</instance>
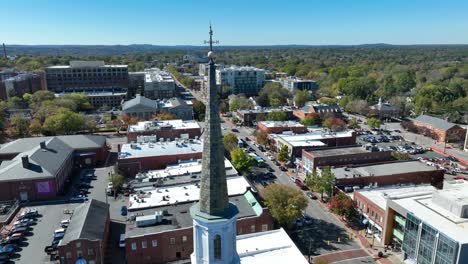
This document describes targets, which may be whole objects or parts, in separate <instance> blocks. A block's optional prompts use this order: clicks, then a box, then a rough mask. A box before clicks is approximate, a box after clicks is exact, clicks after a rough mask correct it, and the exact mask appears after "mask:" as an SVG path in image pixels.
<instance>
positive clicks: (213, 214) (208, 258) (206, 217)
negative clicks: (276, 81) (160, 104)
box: [190, 25, 240, 264]
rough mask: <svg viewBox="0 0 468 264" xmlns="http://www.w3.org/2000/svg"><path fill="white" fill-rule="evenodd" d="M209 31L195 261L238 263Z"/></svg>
mask: <svg viewBox="0 0 468 264" xmlns="http://www.w3.org/2000/svg"><path fill="white" fill-rule="evenodd" d="M209 33H210V40H209V44H210V51H209V52H208V57H209V59H210V61H209V66H208V67H209V69H208V80H209V81H208V88H207V107H206V116H205V121H206V128H205V131H204V133H203V134H204V135H203V140H204V141H203V159H202V176H201V185H200V201H199V202H198V203H197V204H195V205H194V206H192V207H191V208H190V214H191V216H192V218H193V243H194V247H193V248H194V252H193V254H192V255H191V261H192V263H194V264H215V263H216V264H218V263H219V264H221V263H226V264H231V263H232V264H235V263H240V260H239V256H238V254H237V250H236V235H237V232H236V230H237V228H236V215H237V213H238V209H237V207H236V206H235V205H234V204H232V203H230V202H229V198H228V192H227V183H226V170H225V167H224V150H223V141H222V134H221V123H220V117H219V102H218V94H217V93H218V92H217V88H216V70H215V68H216V67H215V62H214V53H213V30H212V29H211V25H210V32H209Z"/></svg>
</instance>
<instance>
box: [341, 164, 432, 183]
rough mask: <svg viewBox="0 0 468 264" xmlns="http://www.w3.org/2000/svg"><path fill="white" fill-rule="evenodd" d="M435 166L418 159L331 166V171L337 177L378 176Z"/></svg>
mask: <svg viewBox="0 0 468 264" xmlns="http://www.w3.org/2000/svg"><path fill="white" fill-rule="evenodd" d="M437 170H439V169H437V168H436V167H432V166H429V165H426V164H425V163H422V162H419V161H405V162H393V163H386V164H378V165H369V166H360V167H354V168H349V167H342V168H333V169H332V171H333V173H334V174H335V178H337V179H346V178H353V175H360V176H361V177H371V176H374V177H378V176H387V175H397V174H403V173H411V172H422V171H437Z"/></svg>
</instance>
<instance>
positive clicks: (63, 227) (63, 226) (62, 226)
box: [60, 219, 70, 228]
mask: <svg viewBox="0 0 468 264" xmlns="http://www.w3.org/2000/svg"><path fill="white" fill-rule="evenodd" d="M69 224H70V219H65V220H62V221H61V222H60V226H61V227H62V228H67V227H68V225H69Z"/></svg>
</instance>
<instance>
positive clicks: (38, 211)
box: [19, 208, 39, 219]
mask: <svg viewBox="0 0 468 264" xmlns="http://www.w3.org/2000/svg"><path fill="white" fill-rule="evenodd" d="M38 215H39V211H38V210H37V209H36V208H28V209H26V210H24V211H23V212H22V213H21V214H20V215H19V219H24V218H34V217H37V216H38Z"/></svg>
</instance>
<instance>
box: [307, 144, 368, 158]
mask: <svg viewBox="0 0 468 264" xmlns="http://www.w3.org/2000/svg"><path fill="white" fill-rule="evenodd" d="M307 152H308V153H309V154H311V155H312V156H314V157H316V158H318V157H330V156H341V155H352V154H362V153H369V152H370V151H368V150H366V149H365V148H364V147H362V146H355V147H344V148H329V149H317V150H309V151H307Z"/></svg>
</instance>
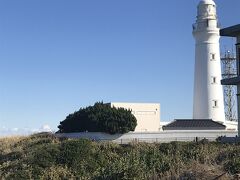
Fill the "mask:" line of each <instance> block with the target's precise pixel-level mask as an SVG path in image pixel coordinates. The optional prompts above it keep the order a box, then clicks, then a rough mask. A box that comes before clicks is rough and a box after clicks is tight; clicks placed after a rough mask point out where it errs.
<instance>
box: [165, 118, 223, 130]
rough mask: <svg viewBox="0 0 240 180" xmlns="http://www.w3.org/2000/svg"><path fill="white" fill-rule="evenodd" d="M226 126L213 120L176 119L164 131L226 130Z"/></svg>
mask: <svg viewBox="0 0 240 180" xmlns="http://www.w3.org/2000/svg"><path fill="white" fill-rule="evenodd" d="M225 129H226V126H225V125H223V124H221V123H219V122H216V121H213V120H211V119H197V120H196V119H176V120H174V121H173V122H171V123H169V124H167V125H166V126H163V130H164V131H166V130H167V131H172V130H178V131H188V130H196V131H199V130H208V131H210V130H213V131H216V130H225Z"/></svg>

+++

Render all of the material above as a JSON list of strings, with one string for each line and blank lines omitted. Leave the pictures out.

Problem solution
[
  "</instance>",
  "This document describes targets, which may be whole objects or parts, in separate <instance> blocks. A block's optional prompts use this order: clicks, then a box, then a rough mask. A box before clicks is approximate, a box after clicks is exact, clicks after a rough mask correct it, and the exact mask appears after \"mask:\" as an SVG path in image pixels.",
  "<instance>",
  "positive clicks: (213, 214) (208, 258) (206, 217)",
  "negative clicks: (276, 81) (160, 104)",
  "box: [190, 25, 240, 264]",
  "rough mask: <svg viewBox=\"0 0 468 264\" xmlns=\"http://www.w3.org/2000/svg\"><path fill=\"white\" fill-rule=\"evenodd\" d=\"M209 31L195 261L238 263Z\"/></svg>",
  "mask: <svg viewBox=\"0 0 468 264\" xmlns=\"http://www.w3.org/2000/svg\"><path fill=\"white\" fill-rule=\"evenodd\" d=\"M209 33H210V40H209V44H210V51H209V52H208V57H209V59H210V61H209V66H208V67H209V69H208V80H209V81H208V88H207V107H206V116H205V121H206V128H205V131H204V133H203V134H204V135H203V140H204V141H203V159H202V176H201V185H200V201H199V202H198V203H197V204H195V205H194V206H192V207H191V208H190V214H191V216H192V218H193V243H194V247H193V248H194V252H193V254H192V255H191V261H192V263H194V264H215V263H216V264H218V263H219V264H221V263H226V264H231V263H232V264H235V263H240V260H239V256H238V254H237V250H236V235H237V232H236V230H237V228H236V215H237V213H238V209H237V207H236V206H235V205H234V204H232V203H230V202H229V198H228V192H227V183H226V170H225V167H224V150H223V141H222V134H221V123H220V117H219V102H218V94H217V93H218V92H217V88H216V70H215V68H216V67H215V62H214V53H213V30H212V29H211V25H210V32H209Z\"/></svg>",
  "</instance>",
  "<instance>",
  "box: [341, 164, 432, 183]",
  "rough mask: <svg viewBox=\"0 0 468 264\" xmlns=\"http://www.w3.org/2000/svg\"><path fill=\"white\" fill-rule=\"evenodd\" d=\"M435 166L418 159L331 166V171L337 177L378 176Z\"/></svg>",
  "mask: <svg viewBox=\"0 0 468 264\" xmlns=\"http://www.w3.org/2000/svg\"><path fill=\"white\" fill-rule=\"evenodd\" d=\"M437 170H439V169H437V168H436V167H432V166H429V165H426V164H425V163H422V162H419V161H405V162H393V163H386V164H378V165H369V166H360V167H354V168H349V167H342V168H333V169H332V171H333V173H334V174H335V178H337V179H346V178H353V175H360V176H361V177H371V176H374V177H378V176H387V175H397V174H403V173H411V172H422V171H437Z\"/></svg>",
  "</instance>",
  "<instance>",
  "positive clicks: (63, 227) (63, 226) (62, 226)",
  "box: [60, 219, 70, 228]",
  "mask: <svg viewBox=\"0 0 468 264\" xmlns=\"http://www.w3.org/2000/svg\"><path fill=\"white\" fill-rule=\"evenodd\" d=\"M69 224H70V219H65V220H62V221H61V222H60V226H61V227H62V228H67V227H68V225H69Z\"/></svg>",
  "</instance>",
  "<instance>",
  "positive clicks: (38, 211)",
  "box: [19, 208, 39, 219]",
  "mask: <svg viewBox=\"0 0 468 264\" xmlns=\"http://www.w3.org/2000/svg\"><path fill=\"white\" fill-rule=\"evenodd\" d=\"M38 215H39V211H38V210H37V209H36V208H28V209H26V210H24V211H23V212H22V213H21V214H20V215H19V219H24V218H34V217H37V216H38Z\"/></svg>",
  "</instance>",
  "<instance>",
  "box: [307, 144, 368, 158]",
  "mask: <svg viewBox=\"0 0 468 264\" xmlns=\"http://www.w3.org/2000/svg\"><path fill=\"white\" fill-rule=\"evenodd\" d=\"M307 152H308V153H309V154H311V155H312V156H314V157H316V158H318V157H330V156H341V155H352V154H362V153H369V152H370V151H368V150H366V149H365V148H364V147H362V146H355V147H344V148H329V149H317V150H309V151H307Z\"/></svg>",
  "</instance>",
  "Fill the \"mask:\" line of each <instance> block with the target's precise pixel-level mask as an SVG path in image pixel coordinates. The optional prompts above it keep the order a box, then clicks, then a rough mask. A box that comes before clicks is rough and a box after clicks is tight; clicks placed after a rough mask point out where it errs.",
  "<instance>",
  "box: [165, 118, 223, 130]",
  "rough mask: <svg viewBox=\"0 0 240 180\" xmlns=\"http://www.w3.org/2000/svg\"><path fill=\"white\" fill-rule=\"evenodd\" d=\"M226 126L213 120L176 119L164 131L226 130Z\"/></svg>",
  "mask: <svg viewBox=\"0 0 240 180\" xmlns=\"http://www.w3.org/2000/svg\"><path fill=\"white\" fill-rule=\"evenodd\" d=\"M225 129H226V126H225V125H223V124H221V123H219V122H216V121H213V120H211V119H197V120H196V119H176V120H174V121H173V122H171V123H169V124H167V125H166V126H163V130H164V131H166V130H167V131H172V130H178V131H188V130H196V131H199V130H208V131H210V130H213V131H216V130H225Z\"/></svg>"
]